# [GIVEN PROBLEM 1]
Edit the listing from the line containing "query: locate the white flower" through the end of the listing, replacing "white flower" with "pale blossom" and keeping everything else the same. Leave out any pictures.

# [READING TEXT]
>> begin

Whilst on Mother Teresa, its apt to quote Khushwant Singh. He has written extensively on her and after reading those details you are sure to sit and wonder the extent of Mother Teresa’s selfless service. Yes, only a saint could have reached out in the way in which she did.
“In my study in my cottage in Kasauli, I have two pictures of the people I admire most — Mahatma Gandhi and Mother Teresa. It must have been more than thirty years ago that I was asked to do a profile of Mother Teresa for The New York Times. I wrote to Mother Teresa seeking her permission to call on her. Having got it, I spent three days with her, from the early hours of the morning to late at night. Nothing in my long journalistic career has remained as sharply etched in my memory as those three days with her in Calcutta. Before I met her, I read Malcolm Muggeridge’s book on her, Something Beautiful for God. Malcolm was a recent convert to Catholicism and prone to believe in miracles. He had gone to make a film on Mother Teresa for the BBC. They first went to Nirmal Hriday Home for dying destitute close to the Kalighat temple.
“The team took some shots of the building from outside and of its sunlit courtyard. The camera crew was of the opinion that the interior was too dark, and they had no lights that would help them take the shots they needed. However, since some footage was left over, they decided to use it for interior shots. When the film was developed later, the shots of the dormitories inside were found to be clearer and brighter than those taken in sunlight.

>> end

# [GIVEN PROBLEM 2]
Reproduce the full passage about Mother Teresa with no changes.

# [SUPPLIED MATERIAL]
>> begin

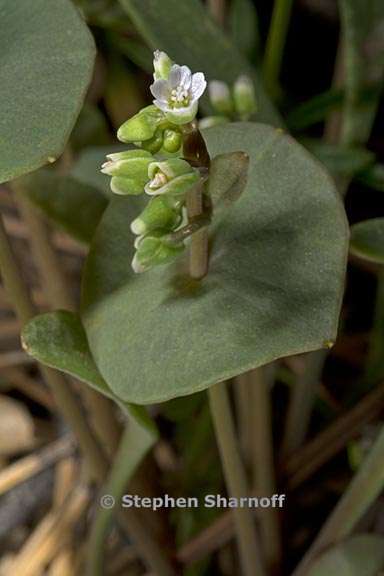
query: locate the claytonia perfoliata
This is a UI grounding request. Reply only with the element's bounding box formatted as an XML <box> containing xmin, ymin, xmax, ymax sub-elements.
<box><xmin>151</xmin><ymin>64</ymin><xmax>207</xmax><ymax>124</ymax></box>
<box><xmin>101</xmin><ymin>51</ymin><xmax>210</xmax><ymax>273</ymax></box>
<box><xmin>233</xmin><ymin>75</ymin><xmax>257</xmax><ymax>120</ymax></box>
<box><xmin>131</xmin><ymin>195</ymin><xmax>183</xmax><ymax>236</ymax></box>
<box><xmin>132</xmin><ymin>230</ymin><xmax>185</xmax><ymax>273</ymax></box>
<box><xmin>206</xmin><ymin>74</ymin><xmax>257</xmax><ymax>128</ymax></box>
<box><xmin>153</xmin><ymin>50</ymin><xmax>173</xmax><ymax>80</ymax></box>
<box><xmin>208</xmin><ymin>80</ymin><xmax>234</xmax><ymax>116</ymax></box>
<box><xmin>101</xmin><ymin>150</ymin><xmax>154</xmax><ymax>195</ymax></box>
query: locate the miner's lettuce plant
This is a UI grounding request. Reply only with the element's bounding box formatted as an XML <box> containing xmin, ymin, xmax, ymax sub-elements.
<box><xmin>0</xmin><ymin>0</ymin><xmax>382</xmax><ymax>576</ymax></box>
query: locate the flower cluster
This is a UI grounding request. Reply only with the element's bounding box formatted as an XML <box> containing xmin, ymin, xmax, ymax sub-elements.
<box><xmin>199</xmin><ymin>75</ymin><xmax>257</xmax><ymax>128</ymax></box>
<box><xmin>102</xmin><ymin>51</ymin><xmax>206</xmax><ymax>272</ymax></box>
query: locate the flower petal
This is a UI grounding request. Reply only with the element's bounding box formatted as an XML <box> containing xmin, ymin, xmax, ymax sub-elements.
<box><xmin>168</xmin><ymin>64</ymin><xmax>192</xmax><ymax>90</ymax></box>
<box><xmin>164</xmin><ymin>100</ymin><xmax>198</xmax><ymax>124</ymax></box>
<box><xmin>180</xmin><ymin>66</ymin><xmax>192</xmax><ymax>90</ymax></box>
<box><xmin>150</xmin><ymin>79</ymin><xmax>170</xmax><ymax>102</ymax></box>
<box><xmin>192</xmin><ymin>72</ymin><xmax>207</xmax><ymax>99</ymax></box>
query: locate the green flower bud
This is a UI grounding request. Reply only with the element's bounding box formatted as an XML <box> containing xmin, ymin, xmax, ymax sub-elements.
<box><xmin>117</xmin><ymin>105</ymin><xmax>165</xmax><ymax>142</ymax></box>
<box><xmin>132</xmin><ymin>230</ymin><xmax>185</xmax><ymax>273</ymax></box>
<box><xmin>233</xmin><ymin>75</ymin><xmax>257</xmax><ymax>119</ymax></box>
<box><xmin>145</xmin><ymin>158</ymin><xmax>200</xmax><ymax>196</ymax></box>
<box><xmin>208</xmin><ymin>80</ymin><xmax>233</xmax><ymax>116</ymax></box>
<box><xmin>101</xmin><ymin>150</ymin><xmax>153</xmax><ymax>194</ymax></box>
<box><xmin>153</xmin><ymin>50</ymin><xmax>173</xmax><ymax>80</ymax></box>
<box><xmin>141</xmin><ymin>128</ymin><xmax>164</xmax><ymax>154</ymax></box>
<box><xmin>131</xmin><ymin>196</ymin><xmax>182</xmax><ymax>236</ymax></box>
<box><xmin>199</xmin><ymin>116</ymin><xmax>230</xmax><ymax>130</ymax></box>
<box><xmin>163</xmin><ymin>128</ymin><xmax>183</xmax><ymax>154</ymax></box>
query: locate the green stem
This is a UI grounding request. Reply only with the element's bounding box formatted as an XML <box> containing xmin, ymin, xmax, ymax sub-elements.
<box><xmin>364</xmin><ymin>270</ymin><xmax>384</xmax><ymax>386</ymax></box>
<box><xmin>0</xmin><ymin>212</ymin><xmax>108</xmax><ymax>479</ymax></box>
<box><xmin>263</xmin><ymin>0</ymin><xmax>293</xmax><ymax>98</ymax></box>
<box><xmin>87</xmin><ymin>419</ymin><xmax>174</xmax><ymax>576</ymax></box>
<box><xmin>187</xmin><ymin>182</ymin><xmax>208</xmax><ymax>280</ymax></box>
<box><xmin>12</xmin><ymin>189</ymin><xmax>120</xmax><ymax>456</ymax></box>
<box><xmin>0</xmin><ymin>210</ymin><xmax>171</xmax><ymax>576</ymax></box>
<box><xmin>293</xmin><ymin>426</ymin><xmax>384</xmax><ymax>576</ymax></box>
<box><xmin>208</xmin><ymin>382</ymin><xmax>266</xmax><ymax>576</ymax></box>
<box><xmin>187</xmin><ymin>183</ymin><xmax>265</xmax><ymax>576</ymax></box>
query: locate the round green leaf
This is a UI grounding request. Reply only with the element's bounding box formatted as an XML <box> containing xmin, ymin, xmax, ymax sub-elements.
<box><xmin>351</xmin><ymin>218</ymin><xmax>384</xmax><ymax>264</ymax></box>
<box><xmin>0</xmin><ymin>0</ymin><xmax>95</xmax><ymax>182</ymax></box>
<box><xmin>22</xmin><ymin>168</ymin><xmax>108</xmax><ymax>244</ymax></box>
<box><xmin>83</xmin><ymin>123</ymin><xmax>348</xmax><ymax>404</ymax></box>
<box><xmin>308</xmin><ymin>534</ymin><xmax>384</xmax><ymax>576</ymax></box>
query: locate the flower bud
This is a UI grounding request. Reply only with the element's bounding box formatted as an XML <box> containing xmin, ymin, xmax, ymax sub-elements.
<box><xmin>101</xmin><ymin>150</ymin><xmax>153</xmax><ymax>195</ymax></box>
<box><xmin>163</xmin><ymin>128</ymin><xmax>183</xmax><ymax>154</ymax></box>
<box><xmin>233</xmin><ymin>75</ymin><xmax>257</xmax><ymax>119</ymax></box>
<box><xmin>153</xmin><ymin>50</ymin><xmax>173</xmax><ymax>80</ymax></box>
<box><xmin>145</xmin><ymin>158</ymin><xmax>200</xmax><ymax>196</ymax></box>
<box><xmin>141</xmin><ymin>128</ymin><xmax>164</xmax><ymax>154</ymax></box>
<box><xmin>199</xmin><ymin>116</ymin><xmax>229</xmax><ymax>130</ymax></box>
<box><xmin>131</xmin><ymin>196</ymin><xmax>182</xmax><ymax>236</ymax></box>
<box><xmin>208</xmin><ymin>80</ymin><xmax>233</xmax><ymax>116</ymax></box>
<box><xmin>132</xmin><ymin>230</ymin><xmax>185</xmax><ymax>273</ymax></box>
<box><xmin>117</xmin><ymin>105</ymin><xmax>165</xmax><ymax>142</ymax></box>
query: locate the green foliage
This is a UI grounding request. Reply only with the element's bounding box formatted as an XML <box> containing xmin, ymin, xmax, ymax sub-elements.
<box><xmin>351</xmin><ymin>218</ymin><xmax>384</xmax><ymax>264</ymax></box>
<box><xmin>229</xmin><ymin>0</ymin><xmax>260</xmax><ymax>60</ymax></box>
<box><xmin>23</xmin><ymin>168</ymin><xmax>108</xmax><ymax>244</ymax></box>
<box><xmin>70</xmin><ymin>103</ymin><xmax>110</xmax><ymax>152</ymax></box>
<box><xmin>208</xmin><ymin>152</ymin><xmax>249</xmax><ymax>209</ymax></box>
<box><xmin>300</xmin><ymin>138</ymin><xmax>375</xmax><ymax>177</ymax></box>
<box><xmin>71</xmin><ymin>144</ymin><xmax>124</xmax><ymax>198</ymax></box>
<box><xmin>286</xmin><ymin>88</ymin><xmax>343</xmax><ymax>131</ymax></box>
<box><xmin>308</xmin><ymin>534</ymin><xmax>384</xmax><ymax>576</ymax></box>
<box><xmin>83</xmin><ymin>123</ymin><xmax>348</xmax><ymax>404</ymax></box>
<box><xmin>0</xmin><ymin>0</ymin><xmax>95</xmax><ymax>182</ymax></box>
<box><xmin>359</xmin><ymin>164</ymin><xmax>384</xmax><ymax>192</ymax></box>
<box><xmin>22</xmin><ymin>310</ymin><xmax>157</xmax><ymax>437</ymax></box>
<box><xmin>120</xmin><ymin>0</ymin><xmax>281</xmax><ymax>125</ymax></box>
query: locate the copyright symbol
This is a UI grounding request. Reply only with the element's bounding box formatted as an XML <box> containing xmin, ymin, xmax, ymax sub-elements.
<box><xmin>100</xmin><ymin>494</ymin><xmax>115</xmax><ymax>510</ymax></box>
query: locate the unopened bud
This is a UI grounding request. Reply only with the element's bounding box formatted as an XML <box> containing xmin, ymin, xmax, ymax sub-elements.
<box><xmin>163</xmin><ymin>128</ymin><xmax>183</xmax><ymax>154</ymax></box>
<box><xmin>208</xmin><ymin>80</ymin><xmax>233</xmax><ymax>116</ymax></box>
<box><xmin>145</xmin><ymin>158</ymin><xmax>200</xmax><ymax>196</ymax></box>
<box><xmin>132</xmin><ymin>230</ymin><xmax>185</xmax><ymax>273</ymax></box>
<box><xmin>117</xmin><ymin>105</ymin><xmax>165</xmax><ymax>142</ymax></box>
<box><xmin>131</xmin><ymin>196</ymin><xmax>182</xmax><ymax>236</ymax></box>
<box><xmin>233</xmin><ymin>75</ymin><xmax>257</xmax><ymax>119</ymax></box>
<box><xmin>199</xmin><ymin>116</ymin><xmax>229</xmax><ymax>130</ymax></box>
<box><xmin>101</xmin><ymin>150</ymin><xmax>153</xmax><ymax>195</ymax></box>
<box><xmin>153</xmin><ymin>50</ymin><xmax>173</xmax><ymax>80</ymax></box>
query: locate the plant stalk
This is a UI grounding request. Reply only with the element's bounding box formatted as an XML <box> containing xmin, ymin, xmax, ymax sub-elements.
<box><xmin>281</xmin><ymin>350</ymin><xmax>328</xmax><ymax>459</ymax></box>
<box><xmin>0</xmin><ymin>209</ymin><xmax>172</xmax><ymax>576</ymax></box>
<box><xmin>187</xmin><ymin>182</ymin><xmax>266</xmax><ymax>576</ymax></box>
<box><xmin>248</xmin><ymin>367</ymin><xmax>282</xmax><ymax>573</ymax></box>
<box><xmin>293</xmin><ymin>426</ymin><xmax>384</xmax><ymax>576</ymax></box>
<box><xmin>0</xmin><ymin>209</ymin><xmax>108</xmax><ymax>478</ymax></box>
<box><xmin>12</xmin><ymin>189</ymin><xmax>120</xmax><ymax>456</ymax></box>
<box><xmin>263</xmin><ymin>0</ymin><xmax>293</xmax><ymax>98</ymax></box>
<box><xmin>187</xmin><ymin>182</ymin><xmax>208</xmax><ymax>280</ymax></box>
<box><xmin>208</xmin><ymin>382</ymin><xmax>266</xmax><ymax>576</ymax></box>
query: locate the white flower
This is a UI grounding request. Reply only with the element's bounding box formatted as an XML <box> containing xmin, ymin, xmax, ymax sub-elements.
<box><xmin>151</xmin><ymin>64</ymin><xmax>207</xmax><ymax>124</ymax></box>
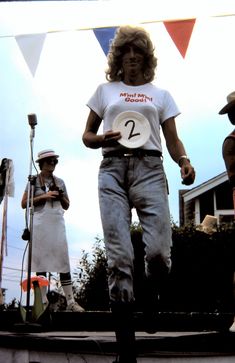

>> end

# [EXERCISE RESPONSE 1]
query: locate the pale blossom
This is a UI grounding request. Reply only with the element's bounding box formatted as an XML <box> containing xmin, ymin, xmax, ymax sub-elements.
<box><xmin>151</xmin><ymin>64</ymin><xmax>207</xmax><ymax>124</ymax></box>

# [EXERCISE RESPONSE 2]
Whilst on Mother Teresa, its apt to quote Khushwant Singh. He has written extensively on her and after reading those details you are sure to sit and wonder the extent of Mother Teresa’s selfless service. Yes, only a saint could have reached out in the way in which she did.
“In my study in my cottage in Kasauli, I have two pictures of the people I admire most — Mahatma Gandhi and Mother Teresa. It must have been more than thirty years ago that I was asked to do a profile of Mother Teresa for The New York Times. I wrote to Mother Teresa seeking her permission to call on her. Having got it, I spent three days with her, from the early hours of the morning to late at night. Nothing in my long journalistic career has remained as sharply etched in my memory as those three days with her in Calcutta. Before I met her, I read Malcolm Muggeridge’s book on her, Something Beautiful for God. Malcolm was a recent convert to Catholicism and prone to believe in miracles. He had gone to make a film on Mother Teresa for the BBC. They first went to Nirmal Hriday Home for dying destitute close to the Kalighat temple.
“The team took some shots of the building from outside and of its sunlit courtyard. The camera crew was of the opinion that the interior was too dark, and they had no lights that would help them take the shots they needed. However, since some footage was left over, they decided to use it for interior shots. When the film was developed later, the shots of the dormitories inside were found to be clearer and brighter than those taken in sunlight.